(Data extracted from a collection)
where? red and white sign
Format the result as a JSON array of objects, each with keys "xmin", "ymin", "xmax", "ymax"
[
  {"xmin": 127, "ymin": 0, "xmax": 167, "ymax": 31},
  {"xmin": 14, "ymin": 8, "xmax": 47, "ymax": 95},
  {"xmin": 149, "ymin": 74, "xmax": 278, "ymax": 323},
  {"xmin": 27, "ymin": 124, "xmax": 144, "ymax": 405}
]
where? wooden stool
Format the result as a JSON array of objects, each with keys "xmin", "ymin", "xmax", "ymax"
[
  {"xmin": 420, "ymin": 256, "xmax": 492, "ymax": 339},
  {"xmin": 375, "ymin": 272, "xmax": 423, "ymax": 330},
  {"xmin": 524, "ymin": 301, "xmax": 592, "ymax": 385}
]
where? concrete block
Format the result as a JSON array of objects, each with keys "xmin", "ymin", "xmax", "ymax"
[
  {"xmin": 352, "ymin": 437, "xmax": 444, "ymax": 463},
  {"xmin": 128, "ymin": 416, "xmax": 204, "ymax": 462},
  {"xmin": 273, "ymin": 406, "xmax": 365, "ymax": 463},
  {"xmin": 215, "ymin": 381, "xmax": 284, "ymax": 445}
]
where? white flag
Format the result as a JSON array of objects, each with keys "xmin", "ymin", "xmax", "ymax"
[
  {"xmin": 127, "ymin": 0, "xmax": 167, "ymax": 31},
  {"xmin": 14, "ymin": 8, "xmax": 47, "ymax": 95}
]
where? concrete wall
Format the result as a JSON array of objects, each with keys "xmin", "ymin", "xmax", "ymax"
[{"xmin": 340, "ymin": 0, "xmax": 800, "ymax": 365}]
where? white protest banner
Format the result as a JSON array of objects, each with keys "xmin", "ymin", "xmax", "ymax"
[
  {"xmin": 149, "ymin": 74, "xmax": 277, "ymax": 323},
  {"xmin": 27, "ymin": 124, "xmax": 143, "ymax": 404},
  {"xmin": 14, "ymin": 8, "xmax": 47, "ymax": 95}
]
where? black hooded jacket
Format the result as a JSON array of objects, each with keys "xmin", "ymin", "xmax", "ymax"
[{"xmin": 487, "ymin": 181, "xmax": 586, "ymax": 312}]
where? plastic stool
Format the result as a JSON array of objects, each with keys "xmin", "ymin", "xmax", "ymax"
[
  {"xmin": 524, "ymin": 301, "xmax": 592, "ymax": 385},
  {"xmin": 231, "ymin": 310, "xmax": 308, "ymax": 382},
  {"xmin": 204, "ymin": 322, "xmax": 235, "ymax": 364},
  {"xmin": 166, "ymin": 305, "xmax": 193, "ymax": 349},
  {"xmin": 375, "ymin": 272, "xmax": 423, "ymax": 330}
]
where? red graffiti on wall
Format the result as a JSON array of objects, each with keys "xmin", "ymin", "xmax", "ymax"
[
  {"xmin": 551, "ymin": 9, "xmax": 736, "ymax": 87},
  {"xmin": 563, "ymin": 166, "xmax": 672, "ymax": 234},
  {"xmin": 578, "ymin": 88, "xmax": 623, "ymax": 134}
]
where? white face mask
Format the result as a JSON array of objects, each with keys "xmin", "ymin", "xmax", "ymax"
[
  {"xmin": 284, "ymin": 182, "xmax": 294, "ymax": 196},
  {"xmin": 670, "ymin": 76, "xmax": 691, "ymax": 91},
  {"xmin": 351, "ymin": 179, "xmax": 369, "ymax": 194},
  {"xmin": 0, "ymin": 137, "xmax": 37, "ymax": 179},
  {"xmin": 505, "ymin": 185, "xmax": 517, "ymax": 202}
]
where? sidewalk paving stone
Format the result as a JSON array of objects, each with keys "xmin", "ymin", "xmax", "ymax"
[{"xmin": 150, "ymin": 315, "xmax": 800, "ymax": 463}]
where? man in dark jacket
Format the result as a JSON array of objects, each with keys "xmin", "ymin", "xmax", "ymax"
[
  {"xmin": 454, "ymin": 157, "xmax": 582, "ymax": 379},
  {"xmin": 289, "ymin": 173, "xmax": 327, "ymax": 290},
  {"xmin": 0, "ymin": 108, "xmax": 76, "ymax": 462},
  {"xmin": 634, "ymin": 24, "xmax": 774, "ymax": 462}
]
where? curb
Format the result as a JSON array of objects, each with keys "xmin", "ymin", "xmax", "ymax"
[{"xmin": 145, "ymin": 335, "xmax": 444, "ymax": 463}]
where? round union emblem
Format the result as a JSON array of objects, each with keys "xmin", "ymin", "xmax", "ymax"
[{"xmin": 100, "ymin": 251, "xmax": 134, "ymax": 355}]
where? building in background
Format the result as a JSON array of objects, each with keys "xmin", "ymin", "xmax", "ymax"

== EXERCISE DESCRIPTION ==
Please go through the data above and copy each line containing the word "wall".

== SOLUTION BELOW ==
where? concrete wall
where? red graffiti on wall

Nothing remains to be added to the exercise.